* EXTRACT PROVIDED *
>> Begin

Wednesday, July 16, 2014

Seconds on the Clock: Sucre et Fleurs by Terri Bozzo

So, my friend Terri was nice enough to send me a sample of a fragrance she has been working on called Sucre et Fleurs (sugar and flowers), and I thought it would be a good time to bring back my favorite style of review: Seconds on the Clock. If you don't remember or were not around when I used to do this, the idea is simple: I write a little sentence or two on what I am getting out of a fragrance in few hour long intervals, then sum up the experience and offer a rating of sorts at the end.

Let's go.

1:50 p.m.: Upon application, my first thought was baby wipes. Maybe I'm tainted by too many cousins and relatives having kids lately and thus the smell of baby wipes is around me far too often, but this is really what I smell off the start. I get some powder and some soft florals but that's about it.

2:00 p.m.: After letting it calm down a bit, I am getting a lot more from this already. I am detecting a nutty note which after looking at the notes list I can tell is pistachio alongside some honeyed white florals (jasmine mostly with lily as well). It isn't the most original opening necessarily as I am still getting that baby wipe/newborn room kind of powdery smell, but I think that is partly due to the vanilla that is very prominent on the inhale. We'll see how it settles further in an hour or two.

3:00 p.m.: Thankfully that odd scent association is gone, and now I am left with a very pleasant pistachio/honey/jasmine combo that smells just slightly chemical but not in a "fake" way like some designer scents laden with aroma-chemicals are. Think of it more like a plastic/waxy vibe. The cedar wood/vanilla base is featured in this composition (I have worn the base by itself before and it was great!), and it really serves to curb the overly powdered opening.

>> End

* REQUIREMENT 1 *
Reproduce the rows verbatim, from the line containing "# point at: the snow-covered bush" through the final line of the rows, inclusive.

* RECORDS SUPPLIED *

>> Begin

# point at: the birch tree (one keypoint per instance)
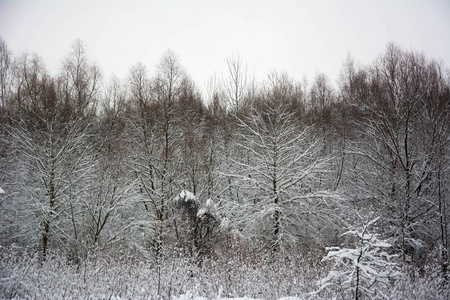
(278, 165)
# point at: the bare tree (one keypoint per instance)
(277, 167)
(236, 82)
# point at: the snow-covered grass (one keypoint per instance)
(104, 277)
(108, 278)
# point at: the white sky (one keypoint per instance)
(302, 38)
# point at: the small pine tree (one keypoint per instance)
(361, 272)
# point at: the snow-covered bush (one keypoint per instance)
(365, 271)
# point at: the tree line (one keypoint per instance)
(148, 167)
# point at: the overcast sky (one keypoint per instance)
(302, 38)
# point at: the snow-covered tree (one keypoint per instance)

>> End

* REQUIREMENT 2 *
List every time of day recorded as an entry heading in the fragrance review.

* WORKED SOLUTION 1 *
# point at: the snow-covered bush (one keypoint per instance)
(365, 271)
# point at: the tree line (one keypoint per instance)
(148, 167)
# point at: the overcast sky (one keypoint per instance)
(302, 38)
# point at: the snow-covered tree (one keypoint per instance)

* WORKED SOLUTION 2 *
1:50 p.m.
2:00 p.m.
3:00 p.m.